Task directions
Every record below should be printed exactly, except for the pictures.

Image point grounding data
______

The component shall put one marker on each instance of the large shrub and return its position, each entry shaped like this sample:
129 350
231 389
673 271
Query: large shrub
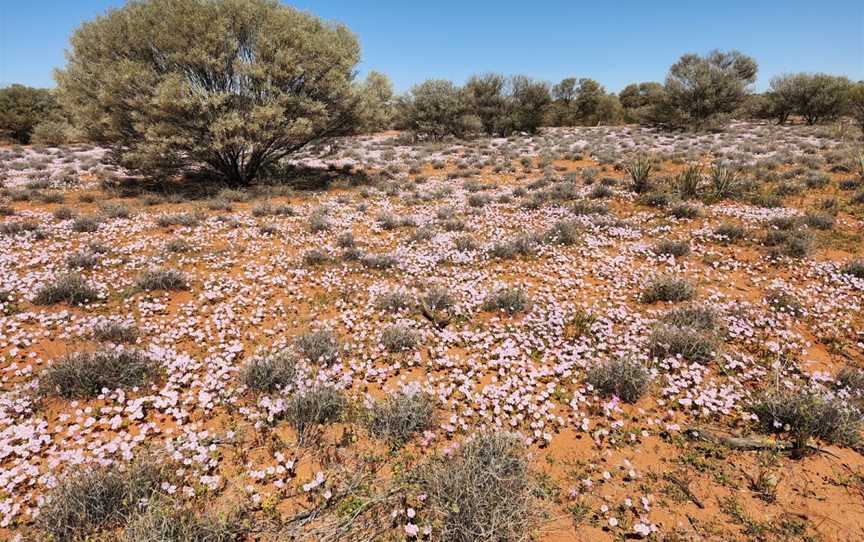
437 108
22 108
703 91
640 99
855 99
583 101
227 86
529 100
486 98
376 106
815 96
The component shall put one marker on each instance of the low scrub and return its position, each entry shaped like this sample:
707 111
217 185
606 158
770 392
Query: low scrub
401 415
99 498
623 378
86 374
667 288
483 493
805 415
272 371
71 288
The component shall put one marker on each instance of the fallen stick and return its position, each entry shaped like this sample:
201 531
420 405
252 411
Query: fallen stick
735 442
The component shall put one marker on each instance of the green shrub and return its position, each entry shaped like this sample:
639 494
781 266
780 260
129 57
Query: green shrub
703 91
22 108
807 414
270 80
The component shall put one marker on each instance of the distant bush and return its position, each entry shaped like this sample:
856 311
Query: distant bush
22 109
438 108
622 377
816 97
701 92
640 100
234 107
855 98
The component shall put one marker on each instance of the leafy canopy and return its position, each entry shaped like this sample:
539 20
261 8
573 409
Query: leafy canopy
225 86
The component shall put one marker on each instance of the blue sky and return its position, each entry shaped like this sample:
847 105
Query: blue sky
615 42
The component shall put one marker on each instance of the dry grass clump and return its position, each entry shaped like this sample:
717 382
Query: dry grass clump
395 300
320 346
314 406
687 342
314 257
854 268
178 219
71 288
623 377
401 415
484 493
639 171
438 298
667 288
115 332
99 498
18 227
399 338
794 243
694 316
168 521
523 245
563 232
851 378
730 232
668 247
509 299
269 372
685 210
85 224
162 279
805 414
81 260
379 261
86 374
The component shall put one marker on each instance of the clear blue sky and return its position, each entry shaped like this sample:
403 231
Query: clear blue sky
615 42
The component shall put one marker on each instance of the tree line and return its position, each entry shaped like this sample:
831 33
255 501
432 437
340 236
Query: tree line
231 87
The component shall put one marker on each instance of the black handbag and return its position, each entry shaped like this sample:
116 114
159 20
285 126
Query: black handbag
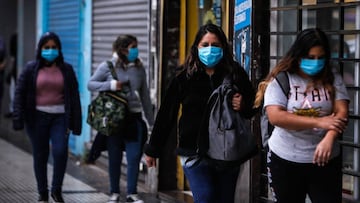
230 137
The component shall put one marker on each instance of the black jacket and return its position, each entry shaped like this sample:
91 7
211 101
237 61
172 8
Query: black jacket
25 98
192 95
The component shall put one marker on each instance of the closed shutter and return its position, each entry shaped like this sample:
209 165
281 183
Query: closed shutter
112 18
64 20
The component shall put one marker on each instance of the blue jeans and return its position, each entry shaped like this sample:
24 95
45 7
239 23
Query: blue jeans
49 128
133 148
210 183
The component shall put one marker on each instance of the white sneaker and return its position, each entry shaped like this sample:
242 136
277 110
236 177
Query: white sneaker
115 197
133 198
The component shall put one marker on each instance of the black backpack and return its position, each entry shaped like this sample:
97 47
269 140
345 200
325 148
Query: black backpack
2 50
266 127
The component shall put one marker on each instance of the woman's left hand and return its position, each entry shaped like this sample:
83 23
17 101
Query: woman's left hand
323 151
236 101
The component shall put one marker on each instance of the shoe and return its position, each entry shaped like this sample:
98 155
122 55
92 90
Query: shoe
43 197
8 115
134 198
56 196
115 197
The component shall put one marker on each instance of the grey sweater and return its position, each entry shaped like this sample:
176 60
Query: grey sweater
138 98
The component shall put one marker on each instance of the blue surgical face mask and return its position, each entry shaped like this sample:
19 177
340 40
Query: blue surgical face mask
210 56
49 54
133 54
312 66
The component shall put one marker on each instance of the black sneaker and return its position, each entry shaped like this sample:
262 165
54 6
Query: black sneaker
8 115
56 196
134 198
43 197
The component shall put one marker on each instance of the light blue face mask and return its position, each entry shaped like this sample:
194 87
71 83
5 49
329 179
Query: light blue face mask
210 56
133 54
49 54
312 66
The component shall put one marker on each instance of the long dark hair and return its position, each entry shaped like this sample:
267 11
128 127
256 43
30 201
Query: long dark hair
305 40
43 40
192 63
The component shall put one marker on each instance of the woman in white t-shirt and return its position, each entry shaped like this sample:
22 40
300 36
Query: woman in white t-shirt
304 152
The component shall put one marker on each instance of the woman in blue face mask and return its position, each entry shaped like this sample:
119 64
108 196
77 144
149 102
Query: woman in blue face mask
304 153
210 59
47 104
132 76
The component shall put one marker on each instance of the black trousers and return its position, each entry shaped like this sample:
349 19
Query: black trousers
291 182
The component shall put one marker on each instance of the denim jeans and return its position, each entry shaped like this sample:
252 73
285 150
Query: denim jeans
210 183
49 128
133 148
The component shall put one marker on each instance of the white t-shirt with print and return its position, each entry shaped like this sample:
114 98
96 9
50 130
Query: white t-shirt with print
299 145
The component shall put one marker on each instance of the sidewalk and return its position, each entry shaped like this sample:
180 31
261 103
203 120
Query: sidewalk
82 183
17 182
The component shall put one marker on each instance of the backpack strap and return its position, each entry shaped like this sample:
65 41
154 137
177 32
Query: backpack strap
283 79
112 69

______

Reply to the exercise
The component shall put one marker on each instance of the large shrub and return its position, each entry shaped like this sample:
129 350
231 389
673 271
Query: large shrub
437 108
22 108
703 91
640 99
855 99
583 101
227 86
529 100
486 98
376 106
815 96
The component shall put one marker on each instance of the low scrub and return its position, each entry shaped like this sample:
707 111
217 185
606 158
770 392
Query: low scrub
401 415
99 498
623 378
86 374
667 288
483 493
805 415
272 371
71 288
The component shall put one marker on each instance of the fallen stick and return its position, each entry shaped like this sample:
201 531
420 405
252 411
Query: fallen stick
735 442
The component shall put one marker on each instance of the green shrub and return its position, each entry shaped like this sample:
639 494
781 266
780 260
129 57
Query: green shrub
703 91
22 108
807 414
270 80
The component shall put one marker on each instance of the distant bush and return its position, each entry shaped like this sample:
856 311
Query: distant bush
22 109
438 108
622 377
816 97
701 92
640 100
234 107
855 98
The component shall put one marker on each instance of the leafy canopy and return its position, each entry shaped like this sample:
539 20
261 8
573 409
Query: leafy canopy
225 86
The component shall put one marker on each instance of the blue sky and return its position, each entry shaped like this sample:
847 105
Query: blue sky
615 42
The component shall put one marker on each instance of the dry grass clump and return its position, each entry shaped like this sample:
717 382
Query: dry grass clump
395 300
320 346
314 406
687 342
314 257
854 268
178 219
71 288
623 377
401 415
484 493
639 171
438 298
667 288
115 332
99 498
18 227
399 338
794 243
694 316
168 521
523 245
563 232
851 378
730 232
668 247
509 299
269 372
685 210
85 224
162 279
805 414
81 260
379 261
86 374
The component shall put one marker on each instance of the clear blue sky and return its position, each entry shaped like this sample:
403 231
Query: clear blue sky
615 42
The component shall put one marker on each instance of the tree line and return its position, each entry shaped like this sample:
831 33
255 501
432 437
340 236
Query: tree line
231 87
The component shall put one marker on each instance of the black handbag and return its position, each entry shaped like this sample:
116 114
159 20
285 126
Query: black handbag
230 137
The component shall put one marker on each instance of the black jacket and return its position, each entry shaped like this sample:
91 7
211 101
237 61
172 8
Query: black jacket
25 98
192 95
The component shall put one marker on each instance of the closed shutter and return its position, each entry shaped like this sample:
209 165
281 183
Query: closed shutter
112 18
64 20
The component shall put one marker on each instance of the blue jeans and return its position, each entry shaped like this sample:
24 95
45 7
239 23
Query: blue jeans
49 128
133 148
210 183
The component shall put one marker on each instance of the white sneaker and return its position, each entry shaped like this sample:
242 136
277 110
236 177
Query: white sneaker
115 197
133 198
The component shall put one marker on each instance of the black backpack and return its position, each entry shaped like this sample:
97 47
269 140
345 200
325 148
Query: black backpack
2 50
266 127
The component shall put one marker on each instance of the woman's left hand and return its position, each entry shaped like this sample:
83 23
17 101
Query: woman's left hand
323 151
236 101
The component shall put one marker on each instance of the shoe and return its position, each entry shaped like this sample:
98 155
122 55
92 90
Query: shoe
43 197
8 115
134 198
56 196
115 197
The component shall put one marker on each instance of the grey sweater and return its position, each entry shaped like this sample:
176 60
Query: grey sweater
138 98
The component shall put one marker on each instance of the blue surgical face mask and return its position, each entry shaped like this sample:
19 177
340 40
Query: blue surgical face mask
210 56
49 54
133 54
312 66
The component shall put one marker on each instance of the black sneaker and return its position, each entry shaped like this sample:
262 165
54 6
Query: black sneaker
8 115
56 196
134 198
43 197
The component shall put one marker on each instance of the light blue face mask and return its position, each entry shaped like this sample:
194 87
71 83
5 49
329 179
Query: light blue face mask
210 56
133 54
49 54
312 66
The component shall put one marker on each instance of the long dark hair and return its position, each entry shaped like this sample:
267 11
128 127
256 43
30 201
Query: long dark hair
305 40
43 40
192 63
The component shall put one marker on each instance of the woman in white t-shirt and return its position, each entry shaped like this sample:
22 40
300 36
Query: woman in white t-shirt
304 152
The component shall put one marker on each instance of the woman in blue face mask and return its position, each entry shaped like this sample:
119 64
108 196
77 144
149 102
Query: woman in blue face mask
304 153
210 59
47 104
132 76
The component shall put one marker on each instance of the black trousers and return its position, each entry shaped like this sample:
349 19
Query: black trousers
291 182
The component shall put one marker on each instance of the denim jeans and return its position, each entry shaped like this sample:
252 73
285 150
Query: denim jeans
210 183
49 128
133 148
The component shall put one marker on each instance of the white t-shirt with print and return its position, each entry shaped like this sample:
114 98
96 9
50 130
Query: white t-shirt with print
299 145
The component shall put one marker on each instance of the sidewalk and return its position, each entry shaped like this sample:
180 31
261 103
203 120
Query: sidewalk
82 183
17 182
The component shall put one marker on each instance of the backpack strap and return its position, each entry shaped like this sample:
65 41
154 137
177 32
Query: backpack strap
283 79
112 69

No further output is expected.